* [Source passage]:
▶

Some people argue that sex determined toy choice, like saying that XX children innately choose mostly dolls and XY children innately choose mostly trucks and NOT dolls in any case. I strongly disagree.

Studies show parental influence determines toy choice and play style consists of a lot of papers, more than just this sampling. However, I know quite well from newsgroups I post in like soc.men, that I need to make an important point first. All people have innate tendencies, real innate variations they are born with. These just don't segregate by sex in any significant manner. A boy is just as likely to be quiet and emotional and grab for a doll at the age of 8 months, as is a girl. Same with active kids, aggressive kids. What happens to those innate tendencies is marked by parental, peer and mass media socialization. The examples I have here are parental and peer based.

Bradbard and Endsley (1983), "The effects of sex-typed labelling on preschool children's information seeking and retention", Sex Roles, 9, 247-272 showed:

Preschool kids ask more questions about and spend more time playing with *novel* (emphasis added) toys that are labelled approprite for their gender than novel objects labelled appropriate for the other gender.

◀

* [Dataset]:

▶

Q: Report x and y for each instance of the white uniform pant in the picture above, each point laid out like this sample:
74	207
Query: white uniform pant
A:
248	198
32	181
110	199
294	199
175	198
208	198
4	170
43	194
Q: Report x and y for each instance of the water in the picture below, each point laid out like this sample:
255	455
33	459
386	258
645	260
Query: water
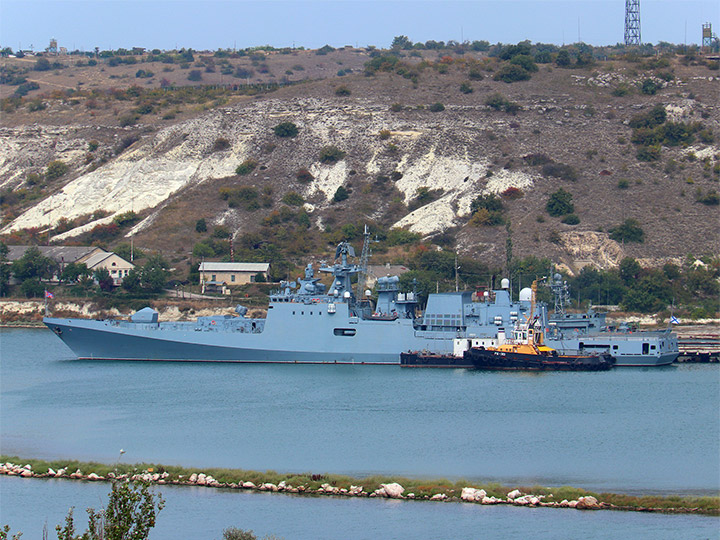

◀

* [Work to do]:
1) List every kind of socialization that the passage on toy choice says shapes children's innate tendencies.
2) In which journal did the Bradbard and Endsley study cited in the passage on toy choice appear?

* [Responses for each task]:
1) Parental, peer, and mass media socialization.

2) Sex Roles.